# SHORT EXERCISE:
Reproduce, word for word, only the lines from the one containing "Expected behaviour: place one point on the person" through the last line of the rows below.

________________________

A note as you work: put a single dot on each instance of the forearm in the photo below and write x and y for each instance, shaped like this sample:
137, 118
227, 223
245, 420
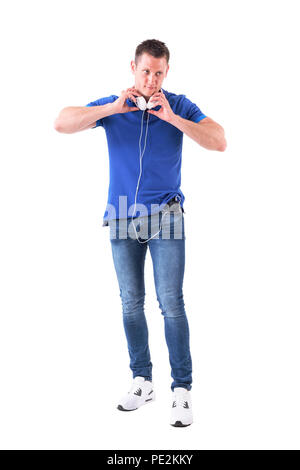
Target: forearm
209, 136
76, 118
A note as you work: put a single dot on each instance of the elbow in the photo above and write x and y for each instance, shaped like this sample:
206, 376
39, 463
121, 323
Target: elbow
57, 126
222, 146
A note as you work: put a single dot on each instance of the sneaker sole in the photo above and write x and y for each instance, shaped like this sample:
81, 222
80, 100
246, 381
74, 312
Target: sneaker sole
178, 424
121, 408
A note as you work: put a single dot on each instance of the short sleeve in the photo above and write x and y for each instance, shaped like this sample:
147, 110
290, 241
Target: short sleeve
191, 111
100, 102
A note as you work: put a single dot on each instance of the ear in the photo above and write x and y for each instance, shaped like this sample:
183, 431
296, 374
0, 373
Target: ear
133, 66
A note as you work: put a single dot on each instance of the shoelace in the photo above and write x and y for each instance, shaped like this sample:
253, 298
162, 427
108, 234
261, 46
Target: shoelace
134, 388
180, 400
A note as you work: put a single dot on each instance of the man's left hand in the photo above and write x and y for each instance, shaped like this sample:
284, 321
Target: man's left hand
165, 113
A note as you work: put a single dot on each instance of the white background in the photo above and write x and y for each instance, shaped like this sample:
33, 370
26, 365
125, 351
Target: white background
64, 359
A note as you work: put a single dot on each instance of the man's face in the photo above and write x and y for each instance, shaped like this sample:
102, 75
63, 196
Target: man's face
149, 74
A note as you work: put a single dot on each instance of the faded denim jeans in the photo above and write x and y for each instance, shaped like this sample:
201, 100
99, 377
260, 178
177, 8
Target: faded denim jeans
167, 251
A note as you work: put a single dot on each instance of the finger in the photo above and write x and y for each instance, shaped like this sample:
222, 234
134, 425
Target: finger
132, 97
150, 111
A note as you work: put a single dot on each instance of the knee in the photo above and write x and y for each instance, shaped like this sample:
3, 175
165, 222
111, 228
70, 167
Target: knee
171, 304
132, 303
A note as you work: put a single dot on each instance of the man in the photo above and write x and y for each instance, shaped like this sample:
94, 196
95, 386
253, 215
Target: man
150, 185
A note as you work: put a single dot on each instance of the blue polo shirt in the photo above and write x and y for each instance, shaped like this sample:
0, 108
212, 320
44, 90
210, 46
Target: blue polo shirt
161, 163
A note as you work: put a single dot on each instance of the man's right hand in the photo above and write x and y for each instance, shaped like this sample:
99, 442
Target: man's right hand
120, 105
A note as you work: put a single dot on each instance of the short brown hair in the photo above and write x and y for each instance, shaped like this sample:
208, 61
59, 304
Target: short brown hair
153, 47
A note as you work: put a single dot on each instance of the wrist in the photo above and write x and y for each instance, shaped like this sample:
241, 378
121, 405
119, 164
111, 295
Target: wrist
175, 119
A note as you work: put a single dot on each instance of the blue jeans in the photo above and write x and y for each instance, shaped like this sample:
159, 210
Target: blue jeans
168, 258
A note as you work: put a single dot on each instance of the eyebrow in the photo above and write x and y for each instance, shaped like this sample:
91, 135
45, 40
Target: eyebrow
146, 68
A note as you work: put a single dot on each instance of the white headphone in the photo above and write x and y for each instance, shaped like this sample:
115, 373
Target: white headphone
143, 105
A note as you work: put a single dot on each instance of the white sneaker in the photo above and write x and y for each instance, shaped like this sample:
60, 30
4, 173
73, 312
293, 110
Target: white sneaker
140, 393
181, 414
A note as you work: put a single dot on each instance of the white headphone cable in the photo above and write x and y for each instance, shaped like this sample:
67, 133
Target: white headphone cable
137, 187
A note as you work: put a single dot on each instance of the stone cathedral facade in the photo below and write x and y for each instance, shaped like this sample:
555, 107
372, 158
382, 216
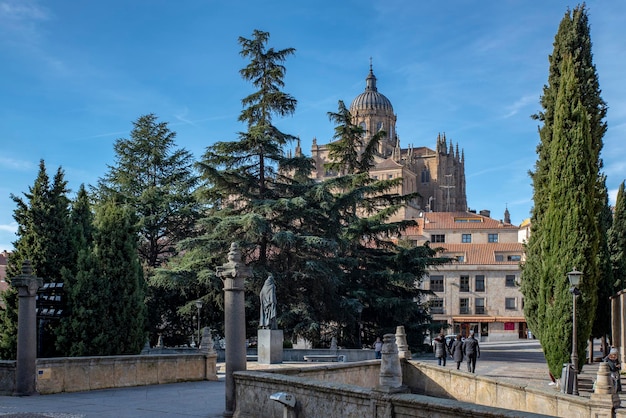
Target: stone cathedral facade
437, 175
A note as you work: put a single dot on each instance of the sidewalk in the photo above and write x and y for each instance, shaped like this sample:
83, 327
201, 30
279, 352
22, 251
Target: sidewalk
520, 363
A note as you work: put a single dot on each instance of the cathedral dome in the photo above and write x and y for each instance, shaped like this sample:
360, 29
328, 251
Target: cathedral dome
370, 99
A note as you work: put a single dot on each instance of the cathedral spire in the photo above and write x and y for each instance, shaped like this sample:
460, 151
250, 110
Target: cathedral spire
370, 81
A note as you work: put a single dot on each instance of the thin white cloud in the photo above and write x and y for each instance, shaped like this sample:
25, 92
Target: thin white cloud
15, 164
12, 227
524, 101
22, 10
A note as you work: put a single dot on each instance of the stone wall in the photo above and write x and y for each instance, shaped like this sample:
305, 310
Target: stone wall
317, 398
75, 374
349, 390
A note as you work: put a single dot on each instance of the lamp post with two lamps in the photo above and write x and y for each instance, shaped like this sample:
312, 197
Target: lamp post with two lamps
199, 304
574, 278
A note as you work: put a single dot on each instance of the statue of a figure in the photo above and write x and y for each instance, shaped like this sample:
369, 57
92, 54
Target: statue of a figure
268, 304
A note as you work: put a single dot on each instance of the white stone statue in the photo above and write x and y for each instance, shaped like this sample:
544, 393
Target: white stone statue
268, 304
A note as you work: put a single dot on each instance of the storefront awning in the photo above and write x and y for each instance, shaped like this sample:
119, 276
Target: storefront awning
510, 319
474, 318
487, 318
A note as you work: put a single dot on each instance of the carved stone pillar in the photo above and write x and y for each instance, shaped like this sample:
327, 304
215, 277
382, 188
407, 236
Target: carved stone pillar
403, 347
390, 379
233, 275
26, 367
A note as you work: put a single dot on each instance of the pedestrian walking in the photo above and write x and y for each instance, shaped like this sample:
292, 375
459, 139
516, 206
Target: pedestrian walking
457, 351
615, 367
472, 351
441, 350
378, 348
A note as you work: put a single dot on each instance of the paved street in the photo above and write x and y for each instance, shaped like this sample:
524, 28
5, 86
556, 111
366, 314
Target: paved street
519, 362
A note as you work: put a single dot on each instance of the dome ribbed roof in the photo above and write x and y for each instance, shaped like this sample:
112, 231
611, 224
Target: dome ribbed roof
370, 99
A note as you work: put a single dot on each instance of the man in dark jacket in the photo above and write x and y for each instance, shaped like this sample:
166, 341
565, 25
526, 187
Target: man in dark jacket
472, 351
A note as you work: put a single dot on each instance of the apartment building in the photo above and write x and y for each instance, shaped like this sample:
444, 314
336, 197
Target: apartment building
480, 290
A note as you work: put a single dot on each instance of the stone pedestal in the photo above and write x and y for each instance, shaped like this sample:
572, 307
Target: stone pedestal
233, 275
270, 346
403, 348
390, 378
604, 393
26, 365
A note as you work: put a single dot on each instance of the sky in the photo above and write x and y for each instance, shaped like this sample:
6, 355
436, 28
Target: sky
75, 75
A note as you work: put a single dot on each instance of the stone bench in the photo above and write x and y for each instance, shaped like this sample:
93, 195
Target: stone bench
325, 357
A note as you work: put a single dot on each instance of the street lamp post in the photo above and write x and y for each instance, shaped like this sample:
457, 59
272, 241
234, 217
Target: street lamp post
199, 304
574, 278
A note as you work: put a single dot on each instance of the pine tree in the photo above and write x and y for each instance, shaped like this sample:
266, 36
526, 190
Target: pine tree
44, 238
158, 181
81, 220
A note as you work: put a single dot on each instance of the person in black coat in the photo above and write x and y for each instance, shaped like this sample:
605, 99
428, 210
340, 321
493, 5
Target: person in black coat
456, 351
472, 351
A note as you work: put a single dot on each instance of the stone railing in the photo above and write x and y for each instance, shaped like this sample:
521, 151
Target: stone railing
349, 390
74, 374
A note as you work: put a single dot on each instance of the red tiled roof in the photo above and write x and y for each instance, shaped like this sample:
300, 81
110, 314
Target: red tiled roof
483, 253
450, 220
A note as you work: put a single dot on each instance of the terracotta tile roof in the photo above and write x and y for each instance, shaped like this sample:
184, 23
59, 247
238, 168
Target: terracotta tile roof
461, 220
483, 253
389, 163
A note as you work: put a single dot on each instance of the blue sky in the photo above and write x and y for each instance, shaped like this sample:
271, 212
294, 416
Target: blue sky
75, 75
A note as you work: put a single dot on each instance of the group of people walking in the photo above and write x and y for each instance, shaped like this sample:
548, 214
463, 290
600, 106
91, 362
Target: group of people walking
458, 349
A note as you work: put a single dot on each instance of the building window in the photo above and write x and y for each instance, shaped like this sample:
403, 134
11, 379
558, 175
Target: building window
479, 283
436, 283
463, 306
479, 305
464, 284
438, 238
436, 305
509, 304
510, 280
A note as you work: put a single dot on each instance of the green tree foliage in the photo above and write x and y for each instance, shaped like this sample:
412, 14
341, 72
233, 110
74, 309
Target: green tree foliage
44, 238
241, 184
570, 234
572, 42
617, 240
158, 181
328, 244
106, 296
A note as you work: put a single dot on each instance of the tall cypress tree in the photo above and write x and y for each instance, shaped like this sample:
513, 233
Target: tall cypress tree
570, 230
572, 42
617, 240
108, 315
44, 238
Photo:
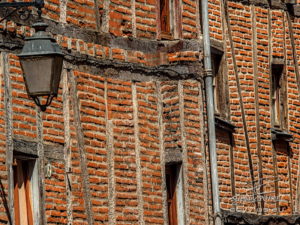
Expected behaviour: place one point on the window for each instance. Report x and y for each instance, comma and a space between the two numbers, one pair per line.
216, 61
170, 19
165, 17
25, 191
278, 95
174, 185
220, 84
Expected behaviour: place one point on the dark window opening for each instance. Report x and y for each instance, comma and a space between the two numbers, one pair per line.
23, 201
217, 79
172, 175
278, 97
165, 16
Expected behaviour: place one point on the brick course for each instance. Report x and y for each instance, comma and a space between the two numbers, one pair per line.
120, 122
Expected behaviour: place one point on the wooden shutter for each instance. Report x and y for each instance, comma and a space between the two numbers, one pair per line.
22, 194
165, 16
171, 181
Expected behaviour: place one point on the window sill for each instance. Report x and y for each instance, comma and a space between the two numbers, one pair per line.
280, 135
224, 124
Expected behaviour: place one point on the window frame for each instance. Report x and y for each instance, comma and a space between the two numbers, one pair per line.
28, 167
175, 203
278, 96
174, 20
220, 84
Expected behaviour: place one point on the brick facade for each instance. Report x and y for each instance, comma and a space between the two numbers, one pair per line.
131, 102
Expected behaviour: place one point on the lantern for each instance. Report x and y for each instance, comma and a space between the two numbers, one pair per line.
41, 60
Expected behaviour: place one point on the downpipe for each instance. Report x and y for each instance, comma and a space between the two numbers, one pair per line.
210, 114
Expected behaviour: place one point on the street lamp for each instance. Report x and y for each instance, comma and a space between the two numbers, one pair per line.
41, 60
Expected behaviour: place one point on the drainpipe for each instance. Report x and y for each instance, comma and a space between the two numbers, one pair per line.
210, 114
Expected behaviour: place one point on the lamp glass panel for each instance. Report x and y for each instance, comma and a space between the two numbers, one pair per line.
37, 73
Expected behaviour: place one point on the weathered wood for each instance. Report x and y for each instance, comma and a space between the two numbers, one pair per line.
137, 155
80, 145
9, 136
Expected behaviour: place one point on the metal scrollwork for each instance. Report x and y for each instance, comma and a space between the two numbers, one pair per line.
24, 13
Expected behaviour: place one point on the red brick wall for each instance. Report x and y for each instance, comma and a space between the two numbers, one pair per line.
116, 124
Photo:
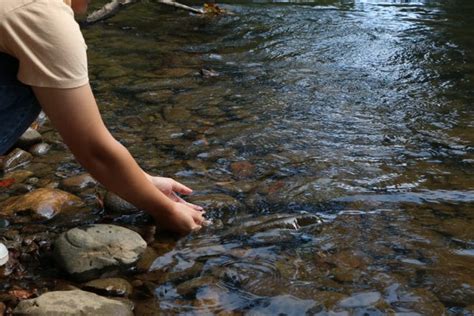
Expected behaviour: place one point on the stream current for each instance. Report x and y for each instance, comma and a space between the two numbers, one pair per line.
358, 112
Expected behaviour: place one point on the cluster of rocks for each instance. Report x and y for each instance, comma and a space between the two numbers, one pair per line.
89, 254
28, 145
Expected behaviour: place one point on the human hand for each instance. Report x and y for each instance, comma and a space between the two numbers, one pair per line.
180, 218
170, 187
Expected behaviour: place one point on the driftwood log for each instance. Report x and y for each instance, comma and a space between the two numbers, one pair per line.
111, 8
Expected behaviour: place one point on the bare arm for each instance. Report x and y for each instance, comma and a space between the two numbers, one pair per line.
75, 114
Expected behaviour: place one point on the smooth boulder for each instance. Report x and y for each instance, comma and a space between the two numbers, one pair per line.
115, 203
78, 183
29, 138
109, 287
16, 159
72, 303
87, 252
43, 202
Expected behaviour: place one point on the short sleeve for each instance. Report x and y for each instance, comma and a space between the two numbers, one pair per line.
49, 44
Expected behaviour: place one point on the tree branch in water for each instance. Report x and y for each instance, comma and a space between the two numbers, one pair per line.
111, 8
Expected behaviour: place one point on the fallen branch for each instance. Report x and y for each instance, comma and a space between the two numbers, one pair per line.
108, 10
181, 6
111, 8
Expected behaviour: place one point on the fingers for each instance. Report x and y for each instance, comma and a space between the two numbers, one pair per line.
180, 188
198, 218
195, 207
178, 199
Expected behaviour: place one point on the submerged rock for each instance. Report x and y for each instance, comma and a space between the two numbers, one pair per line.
217, 201
18, 175
17, 158
176, 114
276, 221
78, 183
43, 202
360, 300
40, 149
29, 138
87, 252
242, 169
114, 203
69, 303
110, 287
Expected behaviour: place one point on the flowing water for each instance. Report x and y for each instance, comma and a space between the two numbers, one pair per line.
359, 112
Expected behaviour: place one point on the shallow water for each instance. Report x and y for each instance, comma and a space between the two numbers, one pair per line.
359, 112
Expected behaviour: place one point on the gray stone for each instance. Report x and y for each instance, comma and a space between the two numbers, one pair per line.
176, 114
71, 303
40, 149
114, 203
360, 300
17, 158
29, 138
78, 183
88, 252
110, 287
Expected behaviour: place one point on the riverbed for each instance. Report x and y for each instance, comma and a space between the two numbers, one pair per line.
358, 112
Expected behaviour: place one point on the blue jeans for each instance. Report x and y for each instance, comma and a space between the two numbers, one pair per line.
18, 104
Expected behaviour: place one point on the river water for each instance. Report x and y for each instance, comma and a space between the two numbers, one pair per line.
358, 112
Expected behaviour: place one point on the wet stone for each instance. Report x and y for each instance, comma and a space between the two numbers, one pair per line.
17, 158
155, 97
78, 183
215, 201
109, 287
43, 202
176, 114
40, 149
72, 303
191, 286
275, 221
29, 138
114, 203
360, 300
242, 169
87, 252
18, 175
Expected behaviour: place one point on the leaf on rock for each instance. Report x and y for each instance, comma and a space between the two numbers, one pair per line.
6, 183
213, 9
22, 294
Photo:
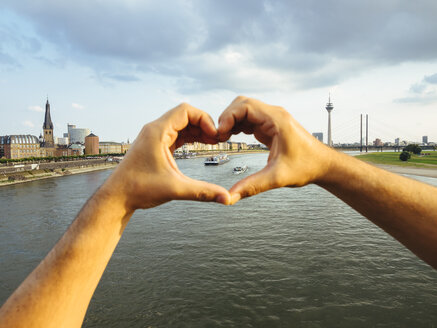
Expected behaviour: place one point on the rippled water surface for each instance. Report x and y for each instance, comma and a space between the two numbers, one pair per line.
286, 258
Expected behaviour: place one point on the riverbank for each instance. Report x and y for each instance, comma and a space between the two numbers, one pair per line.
411, 170
28, 176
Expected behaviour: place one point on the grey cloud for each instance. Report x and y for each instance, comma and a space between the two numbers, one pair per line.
304, 43
418, 88
432, 79
123, 77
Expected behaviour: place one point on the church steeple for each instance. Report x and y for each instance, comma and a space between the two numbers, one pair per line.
48, 128
47, 120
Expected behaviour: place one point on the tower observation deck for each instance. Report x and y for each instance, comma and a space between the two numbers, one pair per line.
329, 107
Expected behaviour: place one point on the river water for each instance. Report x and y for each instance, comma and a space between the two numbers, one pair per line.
285, 258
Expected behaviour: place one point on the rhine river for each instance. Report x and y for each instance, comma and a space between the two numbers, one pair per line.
285, 258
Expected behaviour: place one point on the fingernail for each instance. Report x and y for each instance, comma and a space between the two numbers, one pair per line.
221, 199
235, 198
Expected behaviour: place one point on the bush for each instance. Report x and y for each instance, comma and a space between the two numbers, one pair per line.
413, 148
405, 156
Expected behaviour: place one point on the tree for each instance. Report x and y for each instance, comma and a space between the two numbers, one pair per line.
405, 156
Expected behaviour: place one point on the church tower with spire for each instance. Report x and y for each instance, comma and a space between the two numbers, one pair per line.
48, 128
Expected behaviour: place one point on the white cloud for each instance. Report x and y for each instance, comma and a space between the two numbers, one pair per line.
28, 123
77, 106
36, 109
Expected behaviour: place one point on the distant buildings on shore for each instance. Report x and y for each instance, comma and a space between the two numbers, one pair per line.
77, 141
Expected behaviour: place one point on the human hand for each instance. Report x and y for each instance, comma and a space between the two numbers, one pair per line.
296, 158
148, 175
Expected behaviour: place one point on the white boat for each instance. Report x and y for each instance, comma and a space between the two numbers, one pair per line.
217, 160
240, 169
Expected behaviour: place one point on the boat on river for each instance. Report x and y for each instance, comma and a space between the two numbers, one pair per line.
217, 160
240, 169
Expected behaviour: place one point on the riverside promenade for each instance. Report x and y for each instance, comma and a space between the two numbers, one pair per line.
15, 174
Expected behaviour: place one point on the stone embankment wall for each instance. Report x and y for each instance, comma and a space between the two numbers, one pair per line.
23, 173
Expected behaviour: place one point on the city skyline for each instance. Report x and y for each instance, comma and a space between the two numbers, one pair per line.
114, 80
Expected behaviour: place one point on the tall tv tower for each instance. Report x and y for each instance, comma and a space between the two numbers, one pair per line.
329, 107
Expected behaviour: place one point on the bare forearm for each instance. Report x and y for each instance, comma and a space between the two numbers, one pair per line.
57, 292
405, 208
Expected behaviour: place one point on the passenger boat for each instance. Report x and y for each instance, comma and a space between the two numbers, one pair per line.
217, 160
240, 169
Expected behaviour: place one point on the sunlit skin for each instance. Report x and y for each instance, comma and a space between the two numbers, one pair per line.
405, 208
58, 291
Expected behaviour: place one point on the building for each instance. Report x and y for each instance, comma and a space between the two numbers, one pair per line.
125, 147
110, 147
62, 141
48, 140
91, 144
19, 146
425, 140
77, 135
378, 143
329, 107
318, 136
77, 149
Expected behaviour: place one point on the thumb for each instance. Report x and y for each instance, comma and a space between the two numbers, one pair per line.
254, 184
191, 189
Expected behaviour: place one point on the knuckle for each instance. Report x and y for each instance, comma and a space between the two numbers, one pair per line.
251, 190
203, 195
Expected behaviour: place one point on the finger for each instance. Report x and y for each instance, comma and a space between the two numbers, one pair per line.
191, 189
240, 110
254, 184
186, 114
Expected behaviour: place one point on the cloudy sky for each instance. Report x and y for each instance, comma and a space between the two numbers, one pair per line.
113, 65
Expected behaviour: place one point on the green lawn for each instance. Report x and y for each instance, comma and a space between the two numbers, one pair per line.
392, 158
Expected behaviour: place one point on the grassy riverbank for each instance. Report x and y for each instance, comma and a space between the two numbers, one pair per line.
392, 158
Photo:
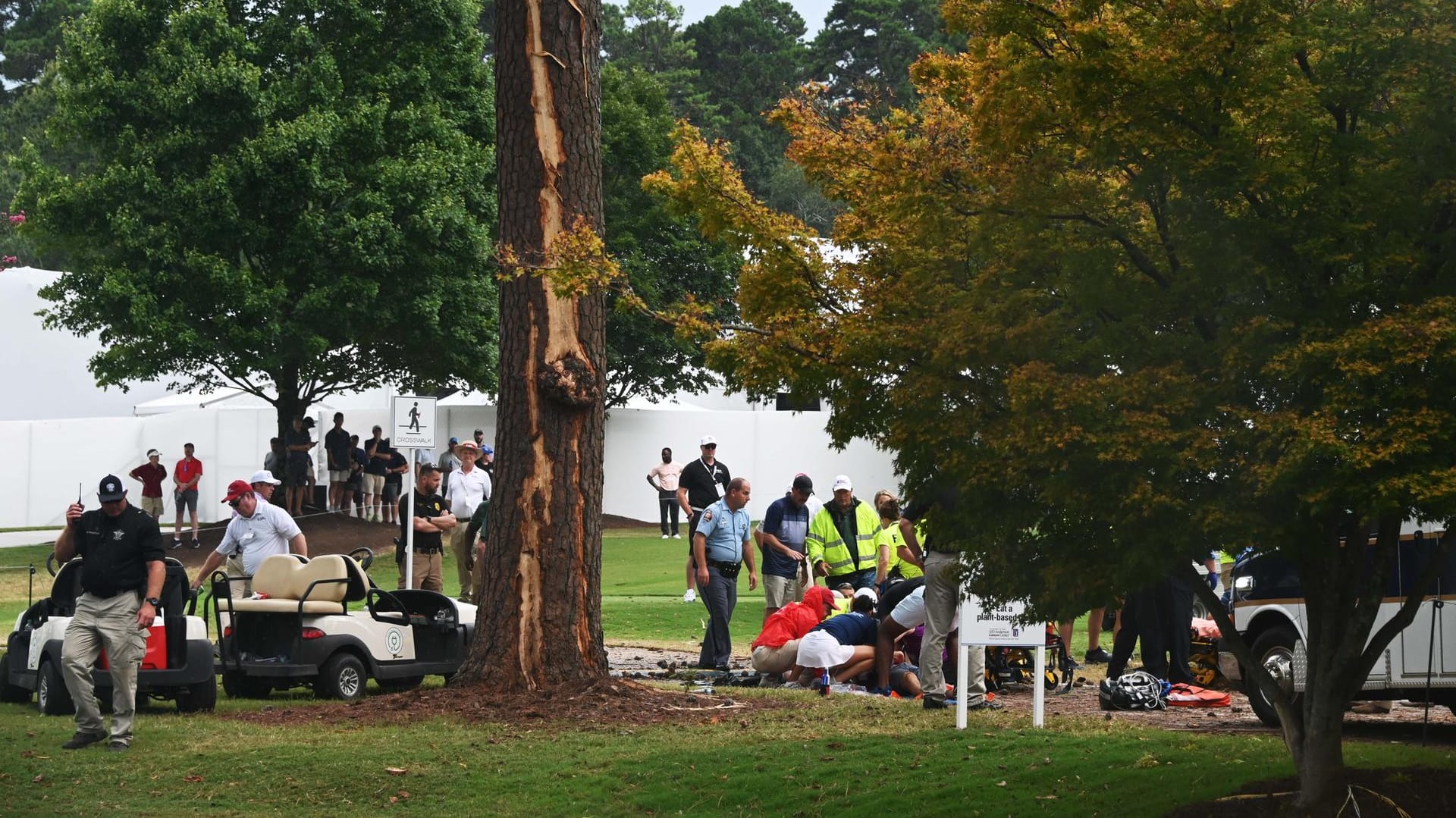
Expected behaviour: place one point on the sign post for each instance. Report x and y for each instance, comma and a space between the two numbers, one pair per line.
1001, 625
411, 425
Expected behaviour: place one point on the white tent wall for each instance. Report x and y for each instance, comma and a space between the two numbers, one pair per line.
49, 457
766, 447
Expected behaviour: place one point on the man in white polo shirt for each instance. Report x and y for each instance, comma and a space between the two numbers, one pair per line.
468, 490
258, 531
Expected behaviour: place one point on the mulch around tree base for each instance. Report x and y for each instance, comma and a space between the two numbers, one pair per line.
601, 705
1420, 792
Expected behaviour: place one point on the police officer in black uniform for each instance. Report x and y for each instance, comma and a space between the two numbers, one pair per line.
121, 584
431, 519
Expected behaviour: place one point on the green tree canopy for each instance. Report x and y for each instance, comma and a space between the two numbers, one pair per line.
31, 33
664, 256
290, 194
867, 47
1139, 281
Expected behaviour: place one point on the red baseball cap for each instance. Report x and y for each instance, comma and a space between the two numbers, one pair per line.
237, 490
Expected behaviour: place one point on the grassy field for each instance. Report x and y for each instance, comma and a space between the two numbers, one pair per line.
641, 593
837, 756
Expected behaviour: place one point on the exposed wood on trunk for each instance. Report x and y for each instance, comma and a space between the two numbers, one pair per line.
539, 581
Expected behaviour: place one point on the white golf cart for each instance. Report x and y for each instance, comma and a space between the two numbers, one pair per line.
178, 663
299, 629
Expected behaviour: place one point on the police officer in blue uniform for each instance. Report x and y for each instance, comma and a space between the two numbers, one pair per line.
721, 545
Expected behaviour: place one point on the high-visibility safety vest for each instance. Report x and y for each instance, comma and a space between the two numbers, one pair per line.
826, 545
890, 537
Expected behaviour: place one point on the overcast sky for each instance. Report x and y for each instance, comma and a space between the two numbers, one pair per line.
811, 11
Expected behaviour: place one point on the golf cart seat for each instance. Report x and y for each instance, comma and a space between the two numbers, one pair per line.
66, 588
322, 585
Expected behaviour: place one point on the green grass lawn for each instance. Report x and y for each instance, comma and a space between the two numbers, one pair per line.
843, 756
837, 756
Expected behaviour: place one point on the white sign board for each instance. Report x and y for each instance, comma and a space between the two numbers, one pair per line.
413, 421
998, 625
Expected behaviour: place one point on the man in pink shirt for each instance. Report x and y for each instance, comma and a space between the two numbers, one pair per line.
664, 479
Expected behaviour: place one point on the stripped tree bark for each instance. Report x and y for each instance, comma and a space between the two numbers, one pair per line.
539, 584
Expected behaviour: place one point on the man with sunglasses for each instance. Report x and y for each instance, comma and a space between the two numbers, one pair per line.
259, 530
701, 484
785, 527
121, 584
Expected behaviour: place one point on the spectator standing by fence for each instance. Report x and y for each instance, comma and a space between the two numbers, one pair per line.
340, 452
185, 476
663, 478
152, 473
469, 488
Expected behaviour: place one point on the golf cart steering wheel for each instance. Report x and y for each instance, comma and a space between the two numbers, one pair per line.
364, 556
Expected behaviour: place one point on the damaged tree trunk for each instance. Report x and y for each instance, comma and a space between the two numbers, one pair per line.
539, 582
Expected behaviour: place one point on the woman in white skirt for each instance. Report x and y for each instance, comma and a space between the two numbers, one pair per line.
843, 645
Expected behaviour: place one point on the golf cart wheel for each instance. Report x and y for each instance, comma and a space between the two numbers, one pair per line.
9, 691
201, 696
52, 693
239, 686
1274, 650
400, 685
343, 677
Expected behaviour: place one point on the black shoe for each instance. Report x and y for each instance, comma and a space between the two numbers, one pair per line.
83, 740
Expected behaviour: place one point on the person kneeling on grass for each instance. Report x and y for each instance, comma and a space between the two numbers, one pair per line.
842, 645
777, 648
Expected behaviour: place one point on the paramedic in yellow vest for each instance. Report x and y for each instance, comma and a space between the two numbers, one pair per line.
894, 556
842, 539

________________________

# PROBLEM SOLUTION:
Expected behaviour: place one point on the person kneeling on grass for each instance. Report x and y for each instance, comma and a space between the two numbers, one pair per line.
842, 645
777, 648
Expected behaviour: place one point on the paramedic in yellow vest for each instance. Report x and y for each instance, comma and a space between the two numbers, one pair per line.
894, 556
842, 539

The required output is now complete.